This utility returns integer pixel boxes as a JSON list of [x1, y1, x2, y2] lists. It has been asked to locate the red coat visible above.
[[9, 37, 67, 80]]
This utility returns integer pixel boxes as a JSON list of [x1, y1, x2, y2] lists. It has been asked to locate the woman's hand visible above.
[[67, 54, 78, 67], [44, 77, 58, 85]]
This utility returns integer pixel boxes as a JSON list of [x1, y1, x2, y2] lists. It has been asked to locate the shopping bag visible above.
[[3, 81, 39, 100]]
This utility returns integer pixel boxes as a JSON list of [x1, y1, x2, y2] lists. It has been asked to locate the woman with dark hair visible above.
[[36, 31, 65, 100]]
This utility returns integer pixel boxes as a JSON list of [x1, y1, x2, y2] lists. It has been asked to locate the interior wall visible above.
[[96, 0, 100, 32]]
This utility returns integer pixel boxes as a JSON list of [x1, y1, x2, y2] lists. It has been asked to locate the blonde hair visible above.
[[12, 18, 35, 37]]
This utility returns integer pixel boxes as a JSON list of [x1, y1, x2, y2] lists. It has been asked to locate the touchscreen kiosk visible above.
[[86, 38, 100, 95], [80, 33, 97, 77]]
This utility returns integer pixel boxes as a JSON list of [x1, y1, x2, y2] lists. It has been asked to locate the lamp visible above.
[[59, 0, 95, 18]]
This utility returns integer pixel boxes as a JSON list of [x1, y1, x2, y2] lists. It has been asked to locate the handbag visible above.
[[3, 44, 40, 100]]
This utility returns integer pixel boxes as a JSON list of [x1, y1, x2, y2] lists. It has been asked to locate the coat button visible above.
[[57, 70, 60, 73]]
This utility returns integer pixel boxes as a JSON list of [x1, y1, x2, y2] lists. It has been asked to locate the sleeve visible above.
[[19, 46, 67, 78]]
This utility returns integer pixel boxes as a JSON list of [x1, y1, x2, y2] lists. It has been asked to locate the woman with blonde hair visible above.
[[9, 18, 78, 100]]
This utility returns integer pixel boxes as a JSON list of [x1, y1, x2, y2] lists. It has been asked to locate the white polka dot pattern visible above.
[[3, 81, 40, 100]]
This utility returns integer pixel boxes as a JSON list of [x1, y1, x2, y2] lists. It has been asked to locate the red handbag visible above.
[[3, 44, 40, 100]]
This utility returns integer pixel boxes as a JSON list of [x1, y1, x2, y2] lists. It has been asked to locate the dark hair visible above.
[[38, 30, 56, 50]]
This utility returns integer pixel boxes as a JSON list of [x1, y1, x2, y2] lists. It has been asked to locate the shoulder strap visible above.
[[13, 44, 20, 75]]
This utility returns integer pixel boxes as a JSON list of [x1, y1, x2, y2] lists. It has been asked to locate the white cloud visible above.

## PROBLEM TO WORK ON
Put every line of the entries above into a Markdown table with the columns Row and Line. Number the rows in order and omit any blank lines.

## THE ANSWER
| Row | Line |
|---|---|
| 1 | This utility returns integer pixel boxes as a JSON list of [x1, y1, x2, y2] lists. It has been asked to locate the red coat visible above. |
| 2 | [[9, 37, 67, 80]] |
| 3 | This utility returns integer pixel boxes as a JSON list of [x1, y1, x2, y2] lists. It has been asked to locate the woman's hand visible above. |
| 4 | [[67, 54, 78, 67], [44, 77, 58, 85]] |
| 5 | This utility returns integer pixel boxes as a JSON list of [x1, y1, x2, y2] lists. It has been asked to locate the shopping bag visible above. |
| 6 | [[3, 81, 39, 100]] |
| 7 | This utility returns integer pixel boxes as a JSON list of [x1, y1, x2, y2] lists. It has been asked to locate the woman with dark hair visible above. |
| 8 | [[36, 31, 65, 100]] |
| 9 | This utility returns integer pixel boxes as a JSON list of [x1, y1, x2, y2] lists. It has been asked to locate the interior wall visible above. |
| 10 | [[96, 0, 100, 32]] |
| 11 | This utility returns integer pixel boxes as a JSON list of [x1, y1, x2, y2] lists. It has been asked to locate the blonde hair visible above. |
| 12 | [[12, 18, 35, 37]] |
| 13 | This utility returns integer pixel boxes as a JSON list of [x1, y1, x2, y2] lists. It has been asked to locate the touchscreen kiosk visible above. |
| 14 | [[86, 38, 100, 95], [80, 33, 97, 77]] |
| 15 | This utility returns integer pixel boxes as a JSON list of [x1, y1, x2, y2] lists. It has been asked to locate the lamp visible above. |
| 16 | [[59, 0, 95, 18]] |
| 17 | This utility returns integer pixel boxes as a JSON list of [x1, y1, x2, y2] lists. It has been asked to locate the handbag visible above. |
| 18 | [[3, 44, 40, 100]] |
| 19 | This utility returns integer pixel boxes as a JSON list of [x1, y1, x2, y2] lists. It has been asked to locate the coat button visible above. |
| 20 | [[57, 70, 60, 73]] |
| 21 | This utility returns integer pixel boxes as a JSON list of [x1, y1, x2, y2] lists. It has been asked to locate the sleeve visible above. |
| 22 | [[19, 46, 67, 78]] |
| 23 | This utility returns integer pixel boxes as a JSON list of [x1, y1, x2, y2] lists. It has been asked to locate the woman with blonde hair visible above. |
| 24 | [[9, 18, 78, 100]] |
| 25 | This utility returns integer pixel boxes as a JSON list of [x1, y1, x2, y2] lists. It has been asked to locate the white polka dot pattern visible above. |
| 26 | [[3, 81, 40, 100]] |
| 27 | This utility returns integer pixel boxes as a JSON list of [x1, y1, x2, y2] lists. It has been asked to locate the red handbag visible above. |
| 28 | [[3, 44, 40, 100]] |
| 29 | This utility returns integer pixel boxes as a JSON list of [x1, y1, x2, y2] lists. It has been asked to locate the dark hair visible above. |
| 30 | [[38, 30, 56, 50]] |
| 31 | This utility returns integer pixel boxes as a JSON list of [x1, y1, x2, y2] lists. It has been asked to locate the shoulder strap visible above. |
| 32 | [[13, 44, 20, 75]] |
| 33 | This utility returns integer pixel boxes as a JSON list of [x1, y1, x2, y2] lists. It has been asked to locate the white cloud visible above. |